:: What to produce ::
Reproduce every one of the entries below, replacing "planogram checker" with "layout validator" wherever it occurs and leaving everything else unchanged. Omit the pictures from your answer.
[begin Provided data]
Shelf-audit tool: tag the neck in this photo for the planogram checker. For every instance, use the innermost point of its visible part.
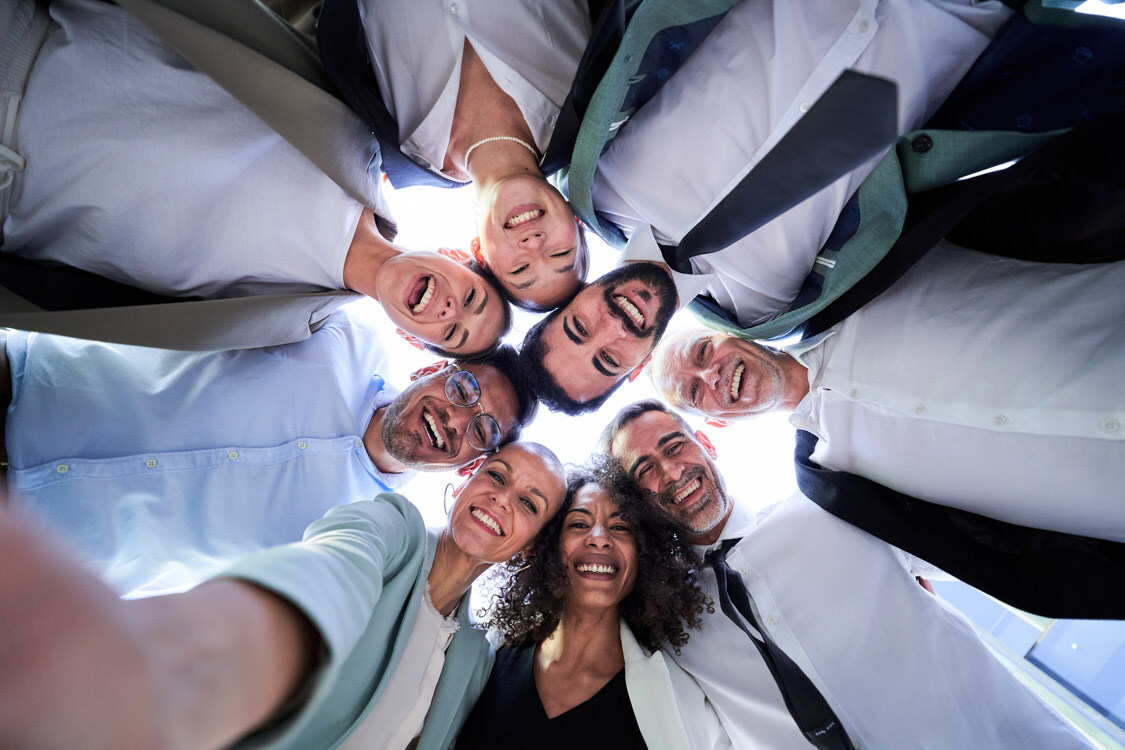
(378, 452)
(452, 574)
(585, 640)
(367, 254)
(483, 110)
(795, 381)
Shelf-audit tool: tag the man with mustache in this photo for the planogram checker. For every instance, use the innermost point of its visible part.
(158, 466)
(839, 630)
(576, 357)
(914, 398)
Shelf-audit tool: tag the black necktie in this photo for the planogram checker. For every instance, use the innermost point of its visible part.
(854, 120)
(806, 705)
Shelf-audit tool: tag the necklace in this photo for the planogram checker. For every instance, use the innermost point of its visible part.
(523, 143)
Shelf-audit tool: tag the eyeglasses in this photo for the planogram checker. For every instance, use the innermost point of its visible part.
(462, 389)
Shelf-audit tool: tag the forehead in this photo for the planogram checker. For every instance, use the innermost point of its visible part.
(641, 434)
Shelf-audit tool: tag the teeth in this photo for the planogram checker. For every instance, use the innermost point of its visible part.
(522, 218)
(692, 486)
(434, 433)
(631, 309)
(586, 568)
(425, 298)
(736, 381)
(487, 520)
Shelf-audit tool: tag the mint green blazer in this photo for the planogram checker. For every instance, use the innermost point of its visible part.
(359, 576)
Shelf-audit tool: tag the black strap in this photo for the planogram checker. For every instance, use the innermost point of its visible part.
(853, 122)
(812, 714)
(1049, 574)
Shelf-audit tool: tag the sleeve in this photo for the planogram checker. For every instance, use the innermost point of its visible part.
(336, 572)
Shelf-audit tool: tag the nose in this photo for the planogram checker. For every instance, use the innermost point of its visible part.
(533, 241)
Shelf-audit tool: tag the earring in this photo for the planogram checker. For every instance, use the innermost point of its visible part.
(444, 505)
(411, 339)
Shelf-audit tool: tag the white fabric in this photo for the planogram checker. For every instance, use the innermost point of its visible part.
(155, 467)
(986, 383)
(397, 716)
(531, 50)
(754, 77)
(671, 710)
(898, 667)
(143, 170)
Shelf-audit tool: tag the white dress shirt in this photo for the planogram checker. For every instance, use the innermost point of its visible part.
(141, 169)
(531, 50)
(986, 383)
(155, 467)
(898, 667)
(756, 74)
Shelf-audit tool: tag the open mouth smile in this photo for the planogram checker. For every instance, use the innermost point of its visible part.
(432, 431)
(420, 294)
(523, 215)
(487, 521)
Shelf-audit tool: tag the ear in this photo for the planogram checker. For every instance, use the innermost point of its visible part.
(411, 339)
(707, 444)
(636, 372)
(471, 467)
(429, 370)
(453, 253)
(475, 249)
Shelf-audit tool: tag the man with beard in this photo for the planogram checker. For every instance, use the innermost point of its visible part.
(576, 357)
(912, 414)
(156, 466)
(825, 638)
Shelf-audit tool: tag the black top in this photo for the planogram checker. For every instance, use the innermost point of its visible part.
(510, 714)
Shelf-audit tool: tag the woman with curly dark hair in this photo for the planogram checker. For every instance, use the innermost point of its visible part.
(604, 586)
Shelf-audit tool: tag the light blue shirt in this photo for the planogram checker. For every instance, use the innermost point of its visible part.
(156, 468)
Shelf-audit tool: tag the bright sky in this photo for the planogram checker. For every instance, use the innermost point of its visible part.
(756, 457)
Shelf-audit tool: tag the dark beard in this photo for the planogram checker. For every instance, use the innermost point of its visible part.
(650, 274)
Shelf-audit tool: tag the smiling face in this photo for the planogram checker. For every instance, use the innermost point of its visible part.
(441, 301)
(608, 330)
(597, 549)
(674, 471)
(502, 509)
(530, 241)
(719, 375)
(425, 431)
[end Provided data]
:: Full output ::
Shelf-audit tool: tag the neck in this photo for the layout validator. For every instance, use the innermost point of its visible part.
(378, 452)
(452, 574)
(585, 640)
(367, 254)
(483, 110)
(795, 381)
Shelf-audit tool: tag the man with mustache in this photo for the layout validator. For every instance, use the innermost point of its visible part.
(158, 466)
(839, 630)
(576, 357)
(914, 398)
Shelf-audit tool: tag the black necktie in this photo for the layout validator. For every instance, use the innermost point of its visible part.
(854, 120)
(806, 705)
Shelf-audit tool: tag the necklace in this photo for the layout validator. For every instance, use the innermost point of its visible part.
(523, 143)
Shelf-audit tool: tag the eyeglasses in this photo for the layout validator. For every instance, use the innermost point of its visible part.
(462, 389)
Shelf-audit tool: tag the forehead in this photo for the layout validator. For every instance, use the innermost point of its visible part.
(641, 434)
Shelf-audit tool: tag the teeth in this photo for the layout validator. For every instance, use the innermost point of its visible part.
(522, 218)
(692, 486)
(434, 433)
(631, 309)
(586, 568)
(425, 298)
(736, 381)
(487, 520)
Shelf-audit tool: tag the mint green blazer in this photo for the layout validator. For every instance, use the innermost point of its visible part.
(359, 576)
Shelf-audit tool: tag the black strap in this photo for the layout validator. For every instance, use the innermost point of its visible part.
(853, 122)
(812, 714)
(1049, 574)
Shelf-audit tool: tag the sleeve in this photo for the layout validator. For every instance, use the innermost point of its visible part.
(336, 572)
Shelf-audit tool: tag the nose in this photo for the layout validator. For every instance, use the innermost point of its visible part.
(533, 241)
Shelf-audit tool: tag the earring in this photo for the layout validator. For every instance, use the innermost point of its visible part.
(444, 505)
(411, 339)
Shelf-audit tool: tag the white fabric in this photo for the layout validator. For every instance, use the innermost point of its visible part.
(155, 467)
(986, 383)
(397, 716)
(531, 50)
(754, 77)
(671, 710)
(898, 667)
(143, 170)
Shelf-audit tool: tag the white dress shirt in this photo for the layout validator. For every instance, use the innermost point of its visible part.
(141, 169)
(531, 50)
(986, 383)
(155, 467)
(898, 667)
(756, 74)
Shelf-audit tool: tag the open mouth smile in this photo for the layout validator. For every instance, use the innermost point of its visible part.
(432, 431)
(420, 294)
(523, 215)
(487, 521)
Shelf-audit tool: tag the ear in this photo for the layout validator. For every instance, use the innermost point of its visible part.
(411, 339)
(707, 444)
(636, 372)
(471, 467)
(429, 370)
(453, 253)
(475, 249)
Shelf-audit tool: tag the man with beard in this photo for the layout validator. For every instance, use the innermost point of its visible part.
(576, 357)
(912, 414)
(156, 466)
(825, 638)
Shelf-audit tool: tag the black top in this photo for the layout validator. For every instance, use the innermost point of its visible part.
(510, 714)
Shelf-audit tool: tag the woman with curly dark hair in this photo for the layout validator. For every instance, use the innermost point of its visible part.
(604, 586)
Shelf-audit tool: tag the light blue shirt in this photo for the layout validator. For every instance, use the innermost point of its visible part.
(156, 468)
Shelf-audit tool: tag the bright sky in this photo for the layout validator. For every instance, use the innermost point of its visible part.
(756, 457)
Shelf-audit tool: tag the dark beard in this photo for the layout validator. For every instance, use the innermost point of its visible part.
(650, 274)
Shelf-audit tool: tag the smiling face in this photo for the layout validator. For every instance, use the innermost point of its visible part.
(441, 301)
(608, 330)
(597, 549)
(674, 471)
(502, 509)
(530, 241)
(719, 375)
(425, 431)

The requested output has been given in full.